Action item => Copy every line of the records below that contains the word "positive".

Supplied information =>
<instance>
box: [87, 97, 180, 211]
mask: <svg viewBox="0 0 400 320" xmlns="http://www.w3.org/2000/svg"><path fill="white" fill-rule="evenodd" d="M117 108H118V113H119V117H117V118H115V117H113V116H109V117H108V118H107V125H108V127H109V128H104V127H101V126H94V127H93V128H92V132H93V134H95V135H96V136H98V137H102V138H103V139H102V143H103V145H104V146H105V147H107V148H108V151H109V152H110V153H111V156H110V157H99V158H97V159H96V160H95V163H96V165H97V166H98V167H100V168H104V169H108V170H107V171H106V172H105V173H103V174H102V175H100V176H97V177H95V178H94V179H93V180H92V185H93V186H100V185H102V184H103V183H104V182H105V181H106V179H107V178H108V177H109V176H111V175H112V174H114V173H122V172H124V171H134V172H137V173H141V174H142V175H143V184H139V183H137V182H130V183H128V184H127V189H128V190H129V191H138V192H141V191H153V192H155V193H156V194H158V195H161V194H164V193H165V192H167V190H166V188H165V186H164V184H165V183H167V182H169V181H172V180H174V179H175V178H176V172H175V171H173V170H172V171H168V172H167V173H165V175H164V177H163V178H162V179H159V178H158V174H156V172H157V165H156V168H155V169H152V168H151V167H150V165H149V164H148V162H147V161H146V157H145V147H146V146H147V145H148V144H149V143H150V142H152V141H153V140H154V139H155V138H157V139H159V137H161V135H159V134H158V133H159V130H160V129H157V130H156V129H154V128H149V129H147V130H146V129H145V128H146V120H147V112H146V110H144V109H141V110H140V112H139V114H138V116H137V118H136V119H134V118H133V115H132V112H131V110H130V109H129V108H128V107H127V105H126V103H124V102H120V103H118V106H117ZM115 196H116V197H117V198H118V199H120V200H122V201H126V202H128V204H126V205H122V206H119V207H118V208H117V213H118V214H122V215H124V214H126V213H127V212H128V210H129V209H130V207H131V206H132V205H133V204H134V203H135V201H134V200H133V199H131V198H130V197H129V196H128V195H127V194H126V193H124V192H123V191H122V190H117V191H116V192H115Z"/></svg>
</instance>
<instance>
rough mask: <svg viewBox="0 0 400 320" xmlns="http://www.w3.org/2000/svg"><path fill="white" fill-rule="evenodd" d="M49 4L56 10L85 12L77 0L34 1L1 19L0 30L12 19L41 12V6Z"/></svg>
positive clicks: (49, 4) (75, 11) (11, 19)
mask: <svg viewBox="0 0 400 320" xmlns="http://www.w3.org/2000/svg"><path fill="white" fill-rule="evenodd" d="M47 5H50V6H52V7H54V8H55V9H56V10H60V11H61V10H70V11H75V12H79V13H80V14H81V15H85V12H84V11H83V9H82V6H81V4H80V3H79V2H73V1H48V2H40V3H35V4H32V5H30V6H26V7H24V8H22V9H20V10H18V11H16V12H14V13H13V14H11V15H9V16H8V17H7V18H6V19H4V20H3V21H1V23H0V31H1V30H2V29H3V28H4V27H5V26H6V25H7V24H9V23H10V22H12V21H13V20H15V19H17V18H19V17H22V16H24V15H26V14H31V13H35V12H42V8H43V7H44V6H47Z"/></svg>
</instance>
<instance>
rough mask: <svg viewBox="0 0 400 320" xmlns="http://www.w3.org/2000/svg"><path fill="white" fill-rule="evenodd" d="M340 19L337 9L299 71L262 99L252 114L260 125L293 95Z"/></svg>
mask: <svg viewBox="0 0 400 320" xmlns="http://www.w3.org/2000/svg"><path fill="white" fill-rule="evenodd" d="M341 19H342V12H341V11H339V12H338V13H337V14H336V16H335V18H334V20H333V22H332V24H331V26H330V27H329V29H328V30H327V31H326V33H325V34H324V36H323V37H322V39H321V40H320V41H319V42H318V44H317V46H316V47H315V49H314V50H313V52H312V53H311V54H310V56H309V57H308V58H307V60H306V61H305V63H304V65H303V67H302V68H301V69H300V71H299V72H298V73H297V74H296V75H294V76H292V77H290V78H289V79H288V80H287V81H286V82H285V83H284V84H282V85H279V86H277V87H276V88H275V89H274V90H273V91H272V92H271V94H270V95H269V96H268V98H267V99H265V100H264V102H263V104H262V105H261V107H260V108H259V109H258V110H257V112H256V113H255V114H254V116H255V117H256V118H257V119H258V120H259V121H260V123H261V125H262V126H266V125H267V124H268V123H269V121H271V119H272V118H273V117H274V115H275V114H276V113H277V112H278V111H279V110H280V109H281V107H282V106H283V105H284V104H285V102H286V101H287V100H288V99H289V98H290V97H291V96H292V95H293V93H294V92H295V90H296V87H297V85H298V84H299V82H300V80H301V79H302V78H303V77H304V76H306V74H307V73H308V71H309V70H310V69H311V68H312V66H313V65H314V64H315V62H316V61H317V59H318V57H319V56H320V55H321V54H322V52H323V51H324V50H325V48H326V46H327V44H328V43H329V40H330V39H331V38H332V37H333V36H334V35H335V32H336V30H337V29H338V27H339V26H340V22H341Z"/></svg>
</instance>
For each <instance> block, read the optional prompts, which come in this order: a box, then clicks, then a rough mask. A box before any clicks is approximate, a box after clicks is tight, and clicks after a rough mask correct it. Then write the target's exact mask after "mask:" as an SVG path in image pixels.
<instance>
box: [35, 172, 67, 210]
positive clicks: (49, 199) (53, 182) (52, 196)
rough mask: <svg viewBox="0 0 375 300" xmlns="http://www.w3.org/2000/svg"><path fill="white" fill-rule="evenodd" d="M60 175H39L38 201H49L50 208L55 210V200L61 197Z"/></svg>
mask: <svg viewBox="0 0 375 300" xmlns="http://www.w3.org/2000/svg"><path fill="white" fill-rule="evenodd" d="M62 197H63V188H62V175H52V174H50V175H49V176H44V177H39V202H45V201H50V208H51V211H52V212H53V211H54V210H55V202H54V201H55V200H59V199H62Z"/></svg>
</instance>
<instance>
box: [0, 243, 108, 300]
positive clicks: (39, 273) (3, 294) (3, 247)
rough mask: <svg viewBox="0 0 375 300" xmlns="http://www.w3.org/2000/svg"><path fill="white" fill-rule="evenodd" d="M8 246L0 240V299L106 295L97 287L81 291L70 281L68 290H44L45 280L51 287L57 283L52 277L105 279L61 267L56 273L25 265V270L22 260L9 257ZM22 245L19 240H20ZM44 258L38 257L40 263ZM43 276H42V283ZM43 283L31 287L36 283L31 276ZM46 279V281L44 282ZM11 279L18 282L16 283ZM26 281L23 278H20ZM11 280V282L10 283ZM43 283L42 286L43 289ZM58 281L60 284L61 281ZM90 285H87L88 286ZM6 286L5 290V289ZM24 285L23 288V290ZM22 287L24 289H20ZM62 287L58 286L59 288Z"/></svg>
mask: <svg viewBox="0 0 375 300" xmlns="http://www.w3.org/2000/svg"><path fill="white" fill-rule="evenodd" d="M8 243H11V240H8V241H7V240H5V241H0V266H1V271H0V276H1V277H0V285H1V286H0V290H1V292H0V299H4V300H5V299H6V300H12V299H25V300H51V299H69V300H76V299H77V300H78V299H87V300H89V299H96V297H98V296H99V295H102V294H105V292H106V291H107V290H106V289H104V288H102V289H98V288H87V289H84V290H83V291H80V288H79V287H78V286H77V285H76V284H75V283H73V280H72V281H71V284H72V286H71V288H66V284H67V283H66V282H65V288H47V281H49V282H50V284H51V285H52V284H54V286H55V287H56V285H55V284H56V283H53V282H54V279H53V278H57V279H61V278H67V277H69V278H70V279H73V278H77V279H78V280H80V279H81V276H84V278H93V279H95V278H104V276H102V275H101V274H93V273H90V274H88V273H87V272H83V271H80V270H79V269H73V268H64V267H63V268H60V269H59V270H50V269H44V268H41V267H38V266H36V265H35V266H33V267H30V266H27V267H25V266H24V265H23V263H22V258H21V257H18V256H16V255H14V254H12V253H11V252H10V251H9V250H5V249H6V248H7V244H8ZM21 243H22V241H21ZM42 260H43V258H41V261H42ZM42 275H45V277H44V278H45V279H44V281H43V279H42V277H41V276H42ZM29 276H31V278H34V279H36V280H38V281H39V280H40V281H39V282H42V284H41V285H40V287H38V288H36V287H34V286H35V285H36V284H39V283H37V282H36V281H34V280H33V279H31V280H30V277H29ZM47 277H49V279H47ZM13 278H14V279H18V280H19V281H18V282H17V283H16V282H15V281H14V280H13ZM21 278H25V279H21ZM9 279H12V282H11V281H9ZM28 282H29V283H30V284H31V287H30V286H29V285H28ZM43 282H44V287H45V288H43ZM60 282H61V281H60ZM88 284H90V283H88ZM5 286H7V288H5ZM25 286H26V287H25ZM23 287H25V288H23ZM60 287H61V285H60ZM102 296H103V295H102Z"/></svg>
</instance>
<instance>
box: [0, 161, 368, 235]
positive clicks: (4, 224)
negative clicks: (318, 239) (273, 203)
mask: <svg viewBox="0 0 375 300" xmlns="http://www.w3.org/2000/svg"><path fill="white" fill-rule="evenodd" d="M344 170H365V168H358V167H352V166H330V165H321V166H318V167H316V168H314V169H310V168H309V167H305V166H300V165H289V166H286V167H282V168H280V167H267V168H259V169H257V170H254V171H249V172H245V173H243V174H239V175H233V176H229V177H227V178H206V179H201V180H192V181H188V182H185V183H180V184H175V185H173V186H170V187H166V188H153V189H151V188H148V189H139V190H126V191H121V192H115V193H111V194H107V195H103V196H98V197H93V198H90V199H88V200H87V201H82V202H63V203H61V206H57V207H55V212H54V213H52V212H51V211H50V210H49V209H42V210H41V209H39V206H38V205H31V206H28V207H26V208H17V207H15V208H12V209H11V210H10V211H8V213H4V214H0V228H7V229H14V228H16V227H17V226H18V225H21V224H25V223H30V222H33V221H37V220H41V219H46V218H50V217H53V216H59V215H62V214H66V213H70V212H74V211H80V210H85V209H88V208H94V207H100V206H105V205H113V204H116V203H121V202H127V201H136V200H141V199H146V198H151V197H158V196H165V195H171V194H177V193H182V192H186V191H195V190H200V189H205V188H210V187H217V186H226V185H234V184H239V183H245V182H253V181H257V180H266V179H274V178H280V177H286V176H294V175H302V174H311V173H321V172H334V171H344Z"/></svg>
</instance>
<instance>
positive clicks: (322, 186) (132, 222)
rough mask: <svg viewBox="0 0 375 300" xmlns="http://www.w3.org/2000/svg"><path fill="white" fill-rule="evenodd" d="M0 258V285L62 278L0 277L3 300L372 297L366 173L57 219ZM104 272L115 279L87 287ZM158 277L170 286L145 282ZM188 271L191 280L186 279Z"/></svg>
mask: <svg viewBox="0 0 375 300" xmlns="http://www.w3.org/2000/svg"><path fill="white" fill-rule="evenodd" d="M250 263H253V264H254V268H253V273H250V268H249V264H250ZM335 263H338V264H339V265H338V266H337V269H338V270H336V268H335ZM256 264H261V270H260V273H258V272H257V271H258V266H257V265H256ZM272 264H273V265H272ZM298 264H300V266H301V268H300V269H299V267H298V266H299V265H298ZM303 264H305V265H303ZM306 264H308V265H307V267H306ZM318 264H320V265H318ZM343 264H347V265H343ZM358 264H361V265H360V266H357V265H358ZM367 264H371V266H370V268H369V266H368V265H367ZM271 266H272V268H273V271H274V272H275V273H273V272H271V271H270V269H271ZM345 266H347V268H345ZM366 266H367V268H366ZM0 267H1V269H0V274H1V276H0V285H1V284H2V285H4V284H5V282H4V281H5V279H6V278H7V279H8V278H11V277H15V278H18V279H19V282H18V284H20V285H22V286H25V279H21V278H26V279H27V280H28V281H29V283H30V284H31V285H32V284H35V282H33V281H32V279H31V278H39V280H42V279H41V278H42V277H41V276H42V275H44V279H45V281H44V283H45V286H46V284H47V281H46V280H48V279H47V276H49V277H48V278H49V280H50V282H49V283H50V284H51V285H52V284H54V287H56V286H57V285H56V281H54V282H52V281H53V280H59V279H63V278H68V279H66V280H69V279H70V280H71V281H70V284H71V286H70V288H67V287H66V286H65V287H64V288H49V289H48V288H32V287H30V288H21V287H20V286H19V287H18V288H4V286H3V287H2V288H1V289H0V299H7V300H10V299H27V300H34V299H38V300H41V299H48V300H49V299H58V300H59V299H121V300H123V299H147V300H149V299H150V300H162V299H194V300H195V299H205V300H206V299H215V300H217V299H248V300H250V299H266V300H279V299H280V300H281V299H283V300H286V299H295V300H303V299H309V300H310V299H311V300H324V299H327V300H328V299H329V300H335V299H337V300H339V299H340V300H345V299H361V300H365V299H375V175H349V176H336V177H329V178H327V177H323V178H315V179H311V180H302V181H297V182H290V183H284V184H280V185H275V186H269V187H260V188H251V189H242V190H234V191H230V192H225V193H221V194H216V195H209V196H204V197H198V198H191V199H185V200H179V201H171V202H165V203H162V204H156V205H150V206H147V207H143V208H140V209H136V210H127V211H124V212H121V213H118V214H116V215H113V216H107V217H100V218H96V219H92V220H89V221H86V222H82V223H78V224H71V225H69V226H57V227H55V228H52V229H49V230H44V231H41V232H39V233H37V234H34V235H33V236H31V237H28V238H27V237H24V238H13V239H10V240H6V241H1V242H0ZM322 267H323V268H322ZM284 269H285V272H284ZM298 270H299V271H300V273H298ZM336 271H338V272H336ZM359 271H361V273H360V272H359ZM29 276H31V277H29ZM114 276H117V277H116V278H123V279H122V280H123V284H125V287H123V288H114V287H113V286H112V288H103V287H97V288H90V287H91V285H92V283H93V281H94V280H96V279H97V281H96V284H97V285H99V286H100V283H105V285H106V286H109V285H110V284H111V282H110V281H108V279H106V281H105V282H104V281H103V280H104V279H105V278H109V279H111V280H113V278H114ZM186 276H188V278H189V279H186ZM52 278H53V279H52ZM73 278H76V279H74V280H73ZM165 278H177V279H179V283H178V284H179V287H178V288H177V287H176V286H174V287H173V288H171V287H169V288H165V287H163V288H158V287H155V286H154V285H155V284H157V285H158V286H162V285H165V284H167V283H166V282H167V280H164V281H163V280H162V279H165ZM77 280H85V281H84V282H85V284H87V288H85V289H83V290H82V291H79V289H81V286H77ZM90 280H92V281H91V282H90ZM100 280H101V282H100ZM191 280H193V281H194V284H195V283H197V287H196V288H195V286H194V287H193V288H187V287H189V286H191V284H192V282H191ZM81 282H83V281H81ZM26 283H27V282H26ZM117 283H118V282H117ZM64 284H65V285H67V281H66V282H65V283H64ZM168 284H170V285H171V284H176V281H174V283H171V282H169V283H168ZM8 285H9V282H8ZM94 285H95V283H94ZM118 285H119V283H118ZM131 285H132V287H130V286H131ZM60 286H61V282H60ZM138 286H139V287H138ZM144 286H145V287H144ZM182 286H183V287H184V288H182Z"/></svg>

Output for this exercise =>
positive clicks: (49, 4) (75, 11) (11, 19)
positive clicks: (49, 199) (53, 182) (52, 196)
positive clicks: (39, 273) (3, 294) (3, 247)
positive clicks: (4, 224)
positive clicks: (322, 186) (132, 222)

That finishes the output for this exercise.